Edit the items below by swapping each "locate" for "find", keeping every other part of the lines unchanged.

-- Location identification entries --
+===+
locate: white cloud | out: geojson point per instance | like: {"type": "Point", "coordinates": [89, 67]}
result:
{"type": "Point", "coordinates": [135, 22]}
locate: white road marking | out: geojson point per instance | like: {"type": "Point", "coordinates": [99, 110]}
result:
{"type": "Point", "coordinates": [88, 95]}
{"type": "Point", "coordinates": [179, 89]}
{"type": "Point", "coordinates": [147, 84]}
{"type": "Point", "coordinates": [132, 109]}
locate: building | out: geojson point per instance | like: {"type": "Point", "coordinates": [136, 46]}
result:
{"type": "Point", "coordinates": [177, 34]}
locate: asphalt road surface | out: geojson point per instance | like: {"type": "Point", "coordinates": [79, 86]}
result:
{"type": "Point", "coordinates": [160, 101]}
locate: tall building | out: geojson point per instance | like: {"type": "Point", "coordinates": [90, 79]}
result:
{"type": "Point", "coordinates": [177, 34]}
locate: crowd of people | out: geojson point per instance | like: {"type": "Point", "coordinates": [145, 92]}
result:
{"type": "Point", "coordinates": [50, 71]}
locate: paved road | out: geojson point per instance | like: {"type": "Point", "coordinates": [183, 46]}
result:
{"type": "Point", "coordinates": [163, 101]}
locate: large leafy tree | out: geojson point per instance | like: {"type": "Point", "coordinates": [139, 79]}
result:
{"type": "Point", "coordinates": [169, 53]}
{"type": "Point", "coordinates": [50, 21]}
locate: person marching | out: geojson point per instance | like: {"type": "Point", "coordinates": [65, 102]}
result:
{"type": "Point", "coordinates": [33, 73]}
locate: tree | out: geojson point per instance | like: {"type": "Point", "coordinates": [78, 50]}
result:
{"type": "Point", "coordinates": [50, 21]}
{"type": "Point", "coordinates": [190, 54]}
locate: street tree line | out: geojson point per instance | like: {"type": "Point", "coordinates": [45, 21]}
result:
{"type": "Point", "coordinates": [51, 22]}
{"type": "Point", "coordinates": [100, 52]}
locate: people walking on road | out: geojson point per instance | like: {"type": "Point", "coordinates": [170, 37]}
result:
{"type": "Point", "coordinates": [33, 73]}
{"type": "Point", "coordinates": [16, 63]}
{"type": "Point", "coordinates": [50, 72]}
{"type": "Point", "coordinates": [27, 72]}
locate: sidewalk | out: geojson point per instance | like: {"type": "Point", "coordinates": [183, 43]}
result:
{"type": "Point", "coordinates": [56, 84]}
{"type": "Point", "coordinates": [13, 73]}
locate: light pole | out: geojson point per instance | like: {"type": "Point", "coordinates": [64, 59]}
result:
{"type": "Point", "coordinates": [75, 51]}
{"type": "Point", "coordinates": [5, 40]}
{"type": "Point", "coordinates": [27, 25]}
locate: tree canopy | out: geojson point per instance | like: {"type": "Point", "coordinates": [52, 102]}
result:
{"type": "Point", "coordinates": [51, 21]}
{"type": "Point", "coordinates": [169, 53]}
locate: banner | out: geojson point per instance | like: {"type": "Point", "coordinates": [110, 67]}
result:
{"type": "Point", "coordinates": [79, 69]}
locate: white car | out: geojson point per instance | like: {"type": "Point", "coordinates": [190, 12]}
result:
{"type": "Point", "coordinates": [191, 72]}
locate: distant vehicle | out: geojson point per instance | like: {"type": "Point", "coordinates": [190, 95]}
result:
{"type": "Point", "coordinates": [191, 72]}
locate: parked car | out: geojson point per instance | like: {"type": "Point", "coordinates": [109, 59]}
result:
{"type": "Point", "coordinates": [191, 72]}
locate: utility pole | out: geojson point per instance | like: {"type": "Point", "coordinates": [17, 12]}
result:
+===+
-- WORKED ANSWER --
find: white cloud | out: geojson point per instance | like: {"type": "Point", "coordinates": [89, 67]}
result:
{"type": "Point", "coordinates": [135, 22]}
find: white road marking | out: geojson point per instance | like: {"type": "Point", "coordinates": [99, 110]}
result:
{"type": "Point", "coordinates": [88, 95]}
{"type": "Point", "coordinates": [179, 89]}
{"type": "Point", "coordinates": [147, 84]}
{"type": "Point", "coordinates": [132, 109]}
find: building | out: geojson point per instance | like: {"type": "Point", "coordinates": [136, 46]}
result:
{"type": "Point", "coordinates": [177, 34]}
find: asphalt road surface | out: geojson point per instance | like: {"type": "Point", "coordinates": [79, 86]}
result:
{"type": "Point", "coordinates": [160, 101]}
find: tall building | out: geojson point per instance | like: {"type": "Point", "coordinates": [90, 79]}
result:
{"type": "Point", "coordinates": [177, 34]}
find: crowd of people | out: geojson point per instance | like: {"type": "Point", "coordinates": [145, 92]}
result:
{"type": "Point", "coordinates": [50, 71]}
find: paved road | out: geojson point per instance | like: {"type": "Point", "coordinates": [183, 46]}
result:
{"type": "Point", "coordinates": [163, 101]}
find: large leafy tree | out: geojson point per instance | like: {"type": "Point", "coordinates": [139, 79]}
result:
{"type": "Point", "coordinates": [169, 53]}
{"type": "Point", "coordinates": [50, 21]}
find: person marching | out: geojson point per instance | like: {"type": "Point", "coordinates": [65, 102]}
result:
{"type": "Point", "coordinates": [33, 73]}
find: tree | out: geojson point per instance | like: {"type": "Point", "coordinates": [78, 50]}
result:
{"type": "Point", "coordinates": [50, 21]}
{"type": "Point", "coordinates": [190, 54]}
find: street tree line | out: geojson point per instance | like: {"type": "Point", "coordinates": [45, 21]}
result:
{"type": "Point", "coordinates": [51, 22]}
{"type": "Point", "coordinates": [100, 52]}
find: people walking on road | out: geojson point per instance | like: {"type": "Point", "coordinates": [170, 37]}
result:
{"type": "Point", "coordinates": [33, 73]}
{"type": "Point", "coordinates": [16, 63]}
{"type": "Point", "coordinates": [50, 72]}
{"type": "Point", "coordinates": [27, 72]}
find: sidewalk | out: geojson point per instance | like: {"type": "Point", "coordinates": [183, 43]}
result:
{"type": "Point", "coordinates": [56, 84]}
{"type": "Point", "coordinates": [13, 73]}
find: light pole | out: geojson point per instance | like: {"type": "Point", "coordinates": [64, 59]}
result:
{"type": "Point", "coordinates": [75, 51]}
{"type": "Point", "coordinates": [5, 40]}
{"type": "Point", "coordinates": [27, 25]}
find: tree canopy | out: geojson point per instance | like: {"type": "Point", "coordinates": [52, 102]}
result:
{"type": "Point", "coordinates": [51, 21]}
{"type": "Point", "coordinates": [169, 53]}
find: banner | out: geojson point per instance | like: {"type": "Point", "coordinates": [110, 67]}
result:
{"type": "Point", "coordinates": [79, 69]}
find: white car | out: geojson point per instance | like: {"type": "Point", "coordinates": [190, 12]}
result:
{"type": "Point", "coordinates": [191, 72]}
find: distant vehicle | out: geojson point per instance | like: {"type": "Point", "coordinates": [190, 95]}
result:
{"type": "Point", "coordinates": [191, 72]}
find: parked car | out: geojson point per instance | like: {"type": "Point", "coordinates": [109, 59]}
result:
{"type": "Point", "coordinates": [191, 72]}
find: utility pole | out: geojson point per instance | like: {"type": "Point", "coordinates": [17, 12]}
result:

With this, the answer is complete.